**Data entries:**
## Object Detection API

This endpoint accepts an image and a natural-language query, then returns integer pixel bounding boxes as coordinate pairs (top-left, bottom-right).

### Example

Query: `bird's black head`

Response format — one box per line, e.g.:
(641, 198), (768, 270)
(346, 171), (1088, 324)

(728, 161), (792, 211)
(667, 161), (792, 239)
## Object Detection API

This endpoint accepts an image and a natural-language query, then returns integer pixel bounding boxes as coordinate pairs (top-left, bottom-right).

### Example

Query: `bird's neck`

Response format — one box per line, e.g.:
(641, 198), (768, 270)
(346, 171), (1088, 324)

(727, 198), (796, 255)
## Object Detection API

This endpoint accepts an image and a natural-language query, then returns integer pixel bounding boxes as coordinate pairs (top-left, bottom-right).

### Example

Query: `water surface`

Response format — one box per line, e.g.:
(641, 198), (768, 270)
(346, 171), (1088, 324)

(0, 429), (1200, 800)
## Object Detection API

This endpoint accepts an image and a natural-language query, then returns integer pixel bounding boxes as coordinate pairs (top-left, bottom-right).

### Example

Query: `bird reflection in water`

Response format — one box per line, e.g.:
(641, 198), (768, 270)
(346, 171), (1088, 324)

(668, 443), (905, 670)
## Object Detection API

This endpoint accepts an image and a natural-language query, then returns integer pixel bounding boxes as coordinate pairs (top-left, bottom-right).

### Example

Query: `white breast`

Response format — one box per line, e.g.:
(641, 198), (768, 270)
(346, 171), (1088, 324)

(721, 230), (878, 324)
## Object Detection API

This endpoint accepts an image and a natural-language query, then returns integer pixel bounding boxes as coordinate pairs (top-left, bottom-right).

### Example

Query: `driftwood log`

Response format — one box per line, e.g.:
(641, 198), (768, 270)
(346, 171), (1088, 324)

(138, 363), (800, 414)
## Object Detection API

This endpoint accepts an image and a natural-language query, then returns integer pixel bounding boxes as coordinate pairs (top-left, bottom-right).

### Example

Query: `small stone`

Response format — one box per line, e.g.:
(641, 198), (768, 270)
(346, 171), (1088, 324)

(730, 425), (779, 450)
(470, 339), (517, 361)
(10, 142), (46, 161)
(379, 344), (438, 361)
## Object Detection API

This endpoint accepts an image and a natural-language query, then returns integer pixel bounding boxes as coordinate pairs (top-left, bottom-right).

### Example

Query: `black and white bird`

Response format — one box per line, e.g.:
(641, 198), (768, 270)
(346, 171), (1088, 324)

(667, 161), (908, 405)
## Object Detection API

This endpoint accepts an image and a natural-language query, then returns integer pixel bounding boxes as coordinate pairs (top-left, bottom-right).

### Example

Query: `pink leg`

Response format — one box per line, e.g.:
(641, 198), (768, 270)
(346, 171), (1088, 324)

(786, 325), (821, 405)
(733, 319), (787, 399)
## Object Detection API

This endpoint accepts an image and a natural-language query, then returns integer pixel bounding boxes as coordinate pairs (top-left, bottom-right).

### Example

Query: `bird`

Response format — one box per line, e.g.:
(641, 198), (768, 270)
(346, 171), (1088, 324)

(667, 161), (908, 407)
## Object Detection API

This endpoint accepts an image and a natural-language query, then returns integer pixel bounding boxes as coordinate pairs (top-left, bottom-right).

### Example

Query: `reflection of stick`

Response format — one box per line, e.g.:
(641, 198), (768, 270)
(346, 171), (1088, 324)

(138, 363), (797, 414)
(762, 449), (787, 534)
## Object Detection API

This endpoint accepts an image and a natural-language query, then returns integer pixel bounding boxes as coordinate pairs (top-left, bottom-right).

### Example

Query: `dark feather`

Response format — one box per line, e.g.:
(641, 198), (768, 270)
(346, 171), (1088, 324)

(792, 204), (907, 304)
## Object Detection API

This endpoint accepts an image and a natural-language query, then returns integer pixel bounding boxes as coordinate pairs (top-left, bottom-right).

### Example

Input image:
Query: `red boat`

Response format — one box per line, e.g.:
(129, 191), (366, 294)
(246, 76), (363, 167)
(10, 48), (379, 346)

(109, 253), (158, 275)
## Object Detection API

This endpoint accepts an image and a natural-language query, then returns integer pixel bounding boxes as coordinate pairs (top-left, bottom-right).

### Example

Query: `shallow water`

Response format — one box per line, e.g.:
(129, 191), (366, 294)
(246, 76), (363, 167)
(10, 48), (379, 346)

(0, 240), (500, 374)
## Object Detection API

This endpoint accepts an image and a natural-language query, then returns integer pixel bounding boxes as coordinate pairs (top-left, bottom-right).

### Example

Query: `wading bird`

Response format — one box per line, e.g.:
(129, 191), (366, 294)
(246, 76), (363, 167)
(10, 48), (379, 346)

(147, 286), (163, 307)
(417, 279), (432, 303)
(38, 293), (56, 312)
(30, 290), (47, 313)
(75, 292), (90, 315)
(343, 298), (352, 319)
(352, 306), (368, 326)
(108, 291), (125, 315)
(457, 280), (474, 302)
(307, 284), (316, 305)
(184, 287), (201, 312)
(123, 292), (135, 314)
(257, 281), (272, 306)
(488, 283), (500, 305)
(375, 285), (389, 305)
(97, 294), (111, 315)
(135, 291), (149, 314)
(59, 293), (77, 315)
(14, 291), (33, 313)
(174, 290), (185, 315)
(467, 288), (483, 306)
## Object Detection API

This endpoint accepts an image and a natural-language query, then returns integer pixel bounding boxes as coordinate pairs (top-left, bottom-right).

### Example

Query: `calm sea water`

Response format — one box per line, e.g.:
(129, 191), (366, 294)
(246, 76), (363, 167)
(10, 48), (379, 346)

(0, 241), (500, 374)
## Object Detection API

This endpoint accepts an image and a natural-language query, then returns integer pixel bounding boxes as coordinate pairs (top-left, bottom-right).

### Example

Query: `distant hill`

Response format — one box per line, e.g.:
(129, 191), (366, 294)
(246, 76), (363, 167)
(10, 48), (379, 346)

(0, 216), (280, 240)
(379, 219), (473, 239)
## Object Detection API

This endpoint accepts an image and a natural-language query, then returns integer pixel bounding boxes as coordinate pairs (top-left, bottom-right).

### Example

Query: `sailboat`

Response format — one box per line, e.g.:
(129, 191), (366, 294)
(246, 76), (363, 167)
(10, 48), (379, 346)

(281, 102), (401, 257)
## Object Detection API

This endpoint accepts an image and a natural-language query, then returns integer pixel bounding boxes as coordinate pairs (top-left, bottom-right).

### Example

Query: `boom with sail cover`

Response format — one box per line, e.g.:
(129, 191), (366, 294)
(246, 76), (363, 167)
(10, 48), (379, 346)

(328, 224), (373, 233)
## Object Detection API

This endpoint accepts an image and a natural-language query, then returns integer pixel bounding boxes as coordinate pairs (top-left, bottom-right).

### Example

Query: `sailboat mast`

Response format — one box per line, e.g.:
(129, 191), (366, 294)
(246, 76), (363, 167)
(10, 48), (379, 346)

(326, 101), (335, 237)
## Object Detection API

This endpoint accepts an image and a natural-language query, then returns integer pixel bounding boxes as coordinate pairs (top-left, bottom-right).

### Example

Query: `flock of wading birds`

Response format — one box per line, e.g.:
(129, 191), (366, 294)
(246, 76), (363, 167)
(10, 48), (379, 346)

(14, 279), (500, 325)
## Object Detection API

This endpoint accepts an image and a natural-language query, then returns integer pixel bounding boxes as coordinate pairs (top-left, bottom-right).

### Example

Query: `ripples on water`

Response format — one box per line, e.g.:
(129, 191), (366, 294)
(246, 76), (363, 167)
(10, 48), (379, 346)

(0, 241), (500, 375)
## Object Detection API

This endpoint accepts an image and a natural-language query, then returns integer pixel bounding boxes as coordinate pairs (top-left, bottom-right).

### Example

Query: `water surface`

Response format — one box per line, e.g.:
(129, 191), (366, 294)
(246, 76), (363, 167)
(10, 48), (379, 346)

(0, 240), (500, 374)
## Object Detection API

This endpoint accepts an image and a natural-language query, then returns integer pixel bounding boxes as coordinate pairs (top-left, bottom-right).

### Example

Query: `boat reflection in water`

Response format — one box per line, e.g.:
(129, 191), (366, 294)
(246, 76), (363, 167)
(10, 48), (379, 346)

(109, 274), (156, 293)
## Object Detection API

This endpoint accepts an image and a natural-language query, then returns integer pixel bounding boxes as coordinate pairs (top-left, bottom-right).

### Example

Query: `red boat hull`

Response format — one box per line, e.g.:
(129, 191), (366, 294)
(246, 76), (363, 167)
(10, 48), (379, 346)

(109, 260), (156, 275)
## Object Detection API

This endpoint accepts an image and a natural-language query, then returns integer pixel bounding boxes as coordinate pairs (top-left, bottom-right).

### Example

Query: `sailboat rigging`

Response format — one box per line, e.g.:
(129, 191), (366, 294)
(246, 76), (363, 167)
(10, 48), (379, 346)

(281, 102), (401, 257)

**Task to complete:** Find every line in the items above that contains the word "wading" and copy each one out. Treat uppercase and lowercase letters as different.

**Result:**
Query: `wading bird`
Query: `flock of wading birds`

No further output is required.